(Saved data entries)
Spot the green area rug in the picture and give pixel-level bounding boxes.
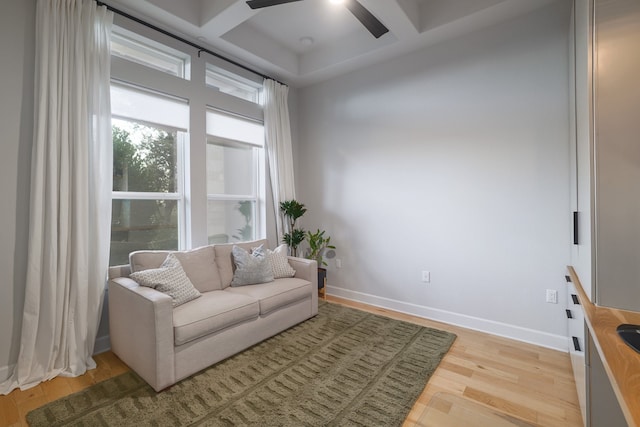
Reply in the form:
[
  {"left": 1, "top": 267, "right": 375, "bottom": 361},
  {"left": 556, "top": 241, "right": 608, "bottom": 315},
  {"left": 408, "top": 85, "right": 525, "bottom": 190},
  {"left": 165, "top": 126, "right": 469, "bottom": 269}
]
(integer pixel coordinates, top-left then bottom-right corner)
[{"left": 27, "top": 302, "right": 456, "bottom": 426}]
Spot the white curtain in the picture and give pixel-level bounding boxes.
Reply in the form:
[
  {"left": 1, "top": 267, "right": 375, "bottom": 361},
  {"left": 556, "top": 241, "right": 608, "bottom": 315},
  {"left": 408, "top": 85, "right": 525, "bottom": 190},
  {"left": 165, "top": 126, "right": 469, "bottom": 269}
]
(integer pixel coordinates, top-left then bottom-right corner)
[
  {"left": 1, "top": 0, "right": 113, "bottom": 394},
  {"left": 263, "top": 79, "right": 296, "bottom": 243}
]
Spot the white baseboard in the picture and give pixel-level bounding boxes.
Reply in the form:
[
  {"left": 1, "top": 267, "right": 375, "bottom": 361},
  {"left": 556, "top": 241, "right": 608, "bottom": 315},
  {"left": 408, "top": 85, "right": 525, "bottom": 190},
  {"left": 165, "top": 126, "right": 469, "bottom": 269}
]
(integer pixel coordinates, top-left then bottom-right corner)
[
  {"left": 93, "top": 335, "right": 111, "bottom": 355},
  {"left": 0, "top": 363, "right": 14, "bottom": 383},
  {"left": 327, "top": 286, "right": 569, "bottom": 352}
]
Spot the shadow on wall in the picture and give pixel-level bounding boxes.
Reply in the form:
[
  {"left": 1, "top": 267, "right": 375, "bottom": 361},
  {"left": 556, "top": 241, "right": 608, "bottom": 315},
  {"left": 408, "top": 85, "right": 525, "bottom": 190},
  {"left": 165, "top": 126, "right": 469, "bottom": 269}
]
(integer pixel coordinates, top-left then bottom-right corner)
[
  {"left": 9, "top": 0, "right": 36, "bottom": 372},
  {"left": 95, "top": 291, "right": 111, "bottom": 354}
]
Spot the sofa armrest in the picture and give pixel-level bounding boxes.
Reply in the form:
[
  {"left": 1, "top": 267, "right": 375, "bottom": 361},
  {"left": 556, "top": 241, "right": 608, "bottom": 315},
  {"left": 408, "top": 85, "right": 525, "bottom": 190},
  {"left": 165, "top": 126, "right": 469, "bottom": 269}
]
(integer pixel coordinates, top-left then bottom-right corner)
[
  {"left": 288, "top": 256, "right": 318, "bottom": 316},
  {"left": 108, "top": 277, "right": 175, "bottom": 391},
  {"left": 108, "top": 264, "right": 131, "bottom": 280}
]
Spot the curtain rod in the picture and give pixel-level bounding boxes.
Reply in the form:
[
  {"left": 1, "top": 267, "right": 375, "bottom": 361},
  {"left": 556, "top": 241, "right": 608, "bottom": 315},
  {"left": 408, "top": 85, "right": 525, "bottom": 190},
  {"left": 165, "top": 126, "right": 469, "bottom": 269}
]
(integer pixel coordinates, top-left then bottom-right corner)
[{"left": 95, "top": 1, "right": 286, "bottom": 86}]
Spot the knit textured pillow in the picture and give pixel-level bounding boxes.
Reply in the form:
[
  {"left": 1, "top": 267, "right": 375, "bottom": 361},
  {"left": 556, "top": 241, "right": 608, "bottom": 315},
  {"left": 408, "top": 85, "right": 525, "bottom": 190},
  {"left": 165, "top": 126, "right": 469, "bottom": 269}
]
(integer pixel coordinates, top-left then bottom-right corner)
[
  {"left": 266, "top": 244, "right": 296, "bottom": 279},
  {"left": 230, "top": 244, "right": 274, "bottom": 287},
  {"left": 130, "top": 253, "right": 201, "bottom": 307}
]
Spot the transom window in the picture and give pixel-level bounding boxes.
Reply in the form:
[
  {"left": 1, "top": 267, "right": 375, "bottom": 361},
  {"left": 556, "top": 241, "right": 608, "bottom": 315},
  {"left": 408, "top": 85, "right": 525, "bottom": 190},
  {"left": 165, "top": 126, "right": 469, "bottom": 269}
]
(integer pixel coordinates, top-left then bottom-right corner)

§ **The problem**:
Copy every record exactly as written, leaving out the pictures.

§ **Expected answer**:
Spot the green area rug in the picture and give pixel-level bounding boxes.
Reply in the form:
[
  {"left": 1, "top": 267, "right": 375, "bottom": 361},
  {"left": 556, "top": 241, "right": 608, "bottom": 315},
  {"left": 408, "top": 85, "right": 525, "bottom": 190},
  {"left": 165, "top": 126, "right": 469, "bottom": 269}
]
(integer pixel coordinates, top-left then bottom-right corner)
[{"left": 27, "top": 302, "right": 456, "bottom": 426}]
Spot the white curtain in the picture and give pixel-level bounding boxes.
Reply in the form:
[
  {"left": 1, "top": 267, "right": 375, "bottom": 361},
  {"left": 556, "top": 241, "right": 608, "bottom": 315},
  {"left": 408, "top": 85, "right": 525, "bottom": 190},
  {"left": 165, "top": 126, "right": 469, "bottom": 269}
]
(integer pixel coordinates, top-left then bottom-right corner)
[
  {"left": 1, "top": 0, "right": 113, "bottom": 394},
  {"left": 263, "top": 79, "right": 296, "bottom": 243}
]
Spot the white baseboard in the picture and give pixel-level bounding boxes.
Reply in the form:
[
  {"left": 1, "top": 267, "right": 375, "bottom": 361},
  {"left": 556, "top": 241, "right": 608, "bottom": 315},
  {"left": 408, "top": 85, "right": 525, "bottom": 190},
  {"left": 165, "top": 126, "right": 469, "bottom": 269}
]
(integer pixel coordinates, top-left then bottom-right corner)
[
  {"left": 93, "top": 335, "right": 111, "bottom": 355},
  {"left": 0, "top": 363, "right": 14, "bottom": 383},
  {"left": 327, "top": 286, "right": 569, "bottom": 352}
]
Spot the shadow on wall in the picture and give pixel-level bounding boxes.
Reply in the form:
[
  {"left": 1, "top": 267, "right": 375, "bottom": 361},
  {"left": 556, "top": 241, "right": 608, "bottom": 315},
  {"left": 408, "top": 85, "right": 525, "bottom": 190},
  {"left": 165, "top": 126, "right": 469, "bottom": 269}
]
(integer pixel coordinates, top-left then bottom-right corner)
[
  {"left": 9, "top": 0, "right": 36, "bottom": 372},
  {"left": 95, "top": 291, "right": 111, "bottom": 354}
]
Spot the sofa armrest in the picture and give pixel-level bounding boxes.
Reply in the form:
[
  {"left": 1, "top": 267, "right": 375, "bottom": 361},
  {"left": 556, "top": 241, "right": 608, "bottom": 315},
  {"left": 408, "top": 85, "right": 525, "bottom": 190},
  {"left": 165, "top": 126, "right": 469, "bottom": 269}
]
(integer pixel coordinates, top-left then bottom-right corner)
[
  {"left": 288, "top": 256, "right": 318, "bottom": 316},
  {"left": 108, "top": 277, "right": 175, "bottom": 391},
  {"left": 108, "top": 264, "right": 131, "bottom": 280}
]
Spot the curtain rod in the picture and give pixel-level bounding boxes.
Reply in the form:
[
  {"left": 1, "top": 267, "right": 375, "bottom": 361},
  {"left": 556, "top": 241, "right": 608, "bottom": 315},
  {"left": 408, "top": 85, "right": 525, "bottom": 190},
  {"left": 165, "top": 126, "right": 469, "bottom": 269}
]
(integer pixel coordinates, top-left then bottom-right corner)
[{"left": 95, "top": 1, "right": 286, "bottom": 86}]
Spot the knit textured pillow in the picture and give pixel-level bounding boxes.
Reply in the form:
[
  {"left": 1, "top": 267, "right": 375, "bottom": 361},
  {"left": 556, "top": 241, "right": 608, "bottom": 315},
  {"left": 408, "top": 85, "right": 525, "bottom": 190},
  {"left": 165, "top": 126, "right": 469, "bottom": 269}
]
(integer pixel coordinates, top-left then bottom-right corner)
[
  {"left": 266, "top": 244, "right": 296, "bottom": 279},
  {"left": 230, "top": 244, "right": 274, "bottom": 287},
  {"left": 130, "top": 253, "right": 201, "bottom": 307}
]
Spot the transom window in the picture and give pixel-level bounding boxes.
Reply in the form:
[
  {"left": 1, "top": 267, "right": 375, "bottom": 361},
  {"left": 556, "top": 241, "right": 608, "bottom": 315},
  {"left": 408, "top": 85, "right": 525, "bottom": 190},
  {"left": 165, "top": 126, "right": 469, "bottom": 269}
]
(integer pixel coordinates, top-left then bottom-right corner)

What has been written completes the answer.